To do:
Return the listing word for word, as given.

Items:
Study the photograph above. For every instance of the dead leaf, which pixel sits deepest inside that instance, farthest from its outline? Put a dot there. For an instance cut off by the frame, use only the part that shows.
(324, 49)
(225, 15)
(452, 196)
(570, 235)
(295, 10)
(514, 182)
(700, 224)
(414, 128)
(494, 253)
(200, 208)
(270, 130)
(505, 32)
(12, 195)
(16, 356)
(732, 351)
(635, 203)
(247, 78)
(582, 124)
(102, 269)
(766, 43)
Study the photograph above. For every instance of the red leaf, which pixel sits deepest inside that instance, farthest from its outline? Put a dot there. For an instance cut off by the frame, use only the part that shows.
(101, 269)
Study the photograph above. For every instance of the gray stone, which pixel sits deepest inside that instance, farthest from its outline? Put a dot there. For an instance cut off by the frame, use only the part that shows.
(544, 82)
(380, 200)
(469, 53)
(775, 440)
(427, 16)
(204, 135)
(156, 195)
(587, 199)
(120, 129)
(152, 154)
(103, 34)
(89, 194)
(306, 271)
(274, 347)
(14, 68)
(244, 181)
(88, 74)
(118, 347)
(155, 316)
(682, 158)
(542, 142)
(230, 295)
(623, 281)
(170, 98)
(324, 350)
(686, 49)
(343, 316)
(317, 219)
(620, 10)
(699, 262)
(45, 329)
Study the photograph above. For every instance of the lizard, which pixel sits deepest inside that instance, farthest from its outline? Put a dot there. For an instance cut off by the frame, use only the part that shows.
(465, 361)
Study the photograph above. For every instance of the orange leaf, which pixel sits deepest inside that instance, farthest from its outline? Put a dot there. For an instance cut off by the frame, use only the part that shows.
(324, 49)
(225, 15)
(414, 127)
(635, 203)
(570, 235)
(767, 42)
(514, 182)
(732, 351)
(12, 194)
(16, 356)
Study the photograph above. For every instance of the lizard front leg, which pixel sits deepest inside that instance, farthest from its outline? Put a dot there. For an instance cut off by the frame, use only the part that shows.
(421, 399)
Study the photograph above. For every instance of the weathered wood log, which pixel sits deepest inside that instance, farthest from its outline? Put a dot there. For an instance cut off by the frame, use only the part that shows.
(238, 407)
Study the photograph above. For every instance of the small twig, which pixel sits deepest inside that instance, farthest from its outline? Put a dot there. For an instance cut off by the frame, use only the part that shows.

Completed task:
Study the photograph above. For every instance of the dead leaf, which pixel sits deepest inside that instance, farthest from its outline? Put a dot there. For an instance cut off by the frame, use only the part that shows.
(324, 49)
(225, 15)
(452, 196)
(570, 235)
(295, 10)
(514, 182)
(700, 224)
(414, 128)
(494, 253)
(200, 208)
(270, 130)
(505, 32)
(12, 195)
(16, 356)
(732, 351)
(635, 203)
(247, 78)
(582, 124)
(102, 269)
(766, 43)
Study the photograph above. For every instance of the red leaf, which pixel sits deepest inside that instance, farthest from its outline? Put a dot there. For an instance cut off by the frame, use only the part that shows.
(101, 269)
Study the photograph above. For every instance of the gray stone, which pixel sits deepest inside that instance, farthest from its outline? Put a dot there. For an instance cut off by the frame, use only the part that shows.
(544, 82)
(380, 200)
(469, 53)
(775, 440)
(427, 16)
(204, 135)
(156, 195)
(587, 199)
(120, 129)
(152, 154)
(103, 34)
(89, 194)
(306, 271)
(274, 347)
(14, 68)
(244, 181)
(88, 74)
(118, 347)
(155, 316)
(682, 158)
(542, 142)
(230, 295)
(623, 281)
(170, 98)
(324, 350)
(686, 49)
(343, 316)
(317, 219)
(620, 10)
(699, 262)
(45, 329)
Study the photograph above. For every instance of the lizard, which pixel sits deepest inside that instance, farthest from its outline? Put a dot there. For an instance cut off by the frame, use only the part that shows.
(465, 361)
Study the photograph above. For every instance of the orange leaf, which pixel sits deepest inside that instance, farthest from its outline? Put a dot there. For an instance cut off by the frame, use only the part that shows.
(324, 49)
(225, 15)
(414, 127)
(635, 203)
(570, 235)
(767, 42)
(514, 182)
(732, 351)
(12, 194)
(16, 356)
Study the photograph above. For every instance of the lizard front leg, which pixel sits deepest inside that instance, farthest from its outline? Put a dot there. For an instance cut off by the frame, use only the part that shows.
(421, 399)
Study the photograph above. For every instance of the weathered wood log, which pixel sits deepest inside that instance, farthest from its outline? Put a dot there. For an instance cut off by the frame, use only the part that shows.
(238, 407)
Study the photograph above. For every instance of the small twig, which pixel sits deepest inside that instance, farthest from its outline? Put a dot there. For an instance cut off by the frame, use only the part that shows.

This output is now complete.